Fears over the spread of the novel coronavirus have brought short-term pain to the public markets and serious concerns over the potential effects on vulnerable elderly Americans — particularly in the wake of the first confirmed cases at a nursing home, reported this past weekend.
But the leader of a major real estate investment trust (REIT) with holdings in both senior living properties and skilled nursing facilities on Monday attempted to frame the spread of COVID-19 as a justification for the ongoing necessity of institutional care for older people.
“The idea that, because there’s a flu outbreak, they can stay at home and be cared for at home — I think is a bit misguided,” Welltower Inc. (NYSE: WELL) CEO Tom DeRosa said during an early morning presentation at the Citi Global Property CEO Conference in Hollywood, Fla. “If you’re very wealthy, you might be able to do that. But for many people, they need to be in a controlled environment, where their social determinants of health — things like nutrition, and things like safety and [medication] management — need to be monitored.”
The spread of infectious diseases, such as the familiar flu and the novel coronavirus, represent a significant threat to skilled nursing facilities and other senior housing settings such as assisted living and memory care properties: Not only do they feature many residents and employees in close quarters, but they specifically cater to populations most at risk for complications and death.
Still, DeRosa was steadfast in his belief that institutional care sites will be vital for treating coronavirus cases due to the need for constant monitoring and improvements in disease protocols.
“I’d like to think that this will make outbreaks like coronavirus actually support the senior housing business,” he said.
The Toledo, Ohio-based REIT owned 1,701 seniors housing and care properties as of December 31, including 218 properties associated with its ProMedica-HCR ManorCare joint venture — and an additional 138 post-acute and long-term care facilities outside of that partnership.
Over the years, Welltower has taken a more active approach in helping its tenants prepare for seasonal flu outbreaks, DeRosa asserted, pointing to a clinical partnership that the REIT forged with the University of California, San Francisco after a particularly tough flu season in 2018.
“While Welltower is not administering care on a day-to-day basis, we’re very on top of what’s going on in the buildings,” DeRosa said. “We take it the next step — we just don’t rely on the CDC and our operators to comply with CDC guidelines.”
If anything, DeRosa argued, the senior housing and care industry should be more prepared for coronavirus than large firms in other sectors, as they aren’t accustomed to planning for flu outbreaks — both logistically and financially — as part of their routine business operations.

# WORK TASK 1
Write out the passage of the Welltower article from "But the leader" up to and including "for older people.".
# WORK TASK 2
Extend the article on senior housing and the coronavirus, starting after its final sentence.

# STORED DATA

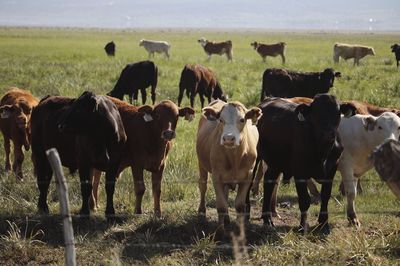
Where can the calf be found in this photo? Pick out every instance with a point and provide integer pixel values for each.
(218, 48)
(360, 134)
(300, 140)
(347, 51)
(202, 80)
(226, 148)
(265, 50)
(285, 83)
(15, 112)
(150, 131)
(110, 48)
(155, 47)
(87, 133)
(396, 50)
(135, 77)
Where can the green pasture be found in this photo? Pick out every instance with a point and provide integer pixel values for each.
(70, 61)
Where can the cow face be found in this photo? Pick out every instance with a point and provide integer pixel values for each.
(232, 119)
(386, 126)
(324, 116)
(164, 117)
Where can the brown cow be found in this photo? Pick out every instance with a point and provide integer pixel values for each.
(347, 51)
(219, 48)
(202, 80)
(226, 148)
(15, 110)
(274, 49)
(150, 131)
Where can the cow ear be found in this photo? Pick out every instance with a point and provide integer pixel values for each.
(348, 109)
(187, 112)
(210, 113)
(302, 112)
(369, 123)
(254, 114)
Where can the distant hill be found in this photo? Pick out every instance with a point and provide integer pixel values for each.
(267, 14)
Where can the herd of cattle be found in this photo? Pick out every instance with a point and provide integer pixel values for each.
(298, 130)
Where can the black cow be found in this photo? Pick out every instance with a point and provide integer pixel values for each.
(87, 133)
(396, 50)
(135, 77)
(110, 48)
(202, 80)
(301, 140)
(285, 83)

...

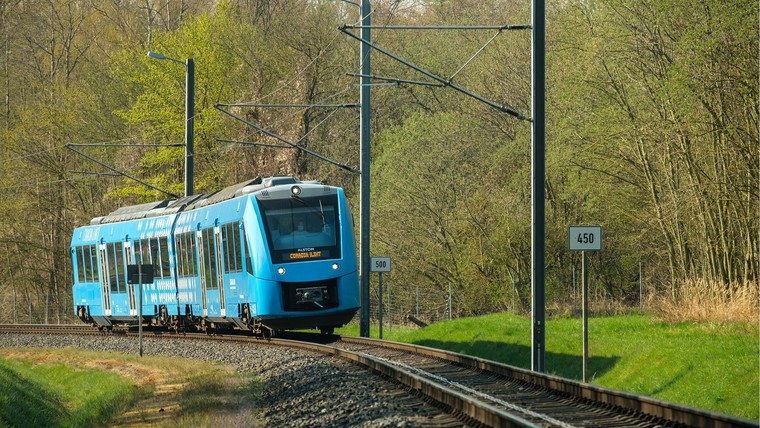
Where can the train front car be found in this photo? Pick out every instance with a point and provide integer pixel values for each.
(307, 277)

# EXPECTED ANSWER 1
But the leader of a major real estate investment trust (REIT) with holdings in both senior living properties and skilled nursing facilities on Monday attempted to frame the spread of COVID-19 as a justification for the ongoing necessity of institutional care for older people.

# EXPECTED ANSWER 2
“We know what the world looks like — to have a flu outbreak in one of our communities,” DeRosa said. “But I don’t think many companies have ever confronted this, or have ever been asked to quantify what the impact of flu is going to be on their business.”
David Gifford, chief medical officer of the American Health Care Association (AHCA), made a similar point Monday, advising family members not to pull their loved ones out of nursing homes simply based on coronavirus fears.
Such a move could end up exposing an elderly person to COVID-19 in the community, without the benefit of around-the-clock care, Gifford noted on a call with reporters, while also potentially spreading it to others if there was an outbreak within the facility.
In addition, removing someone from a 24-hour care setting could cause other health problems unrelated to the flu or COVID-19, Gifford said.
“Moving someone out who needs that care can be very disruptive and problematic,” Gifford said, adding later that he would personally place a relative in a facility if he or she needed institutional skilled care.
Welltower stock fell last week amid a record Wall Street sell-off stoked by coronavirus fears, with shares of WELL dropping about 13% since last Tuesday.
Shankh Mitra, the REIT’s chief investment officer, described the market’s reaction to COVID-19 as “draconian,” estimating that the dip in value correlated to an assumption that the senior housing business would lose 20% to 25% of its census — a prediction that Mitra rebutted.
“As of last Friday, our occupancy has been remarkably steady — actually steadier than you would expect seasonally at this point in the year,” he said.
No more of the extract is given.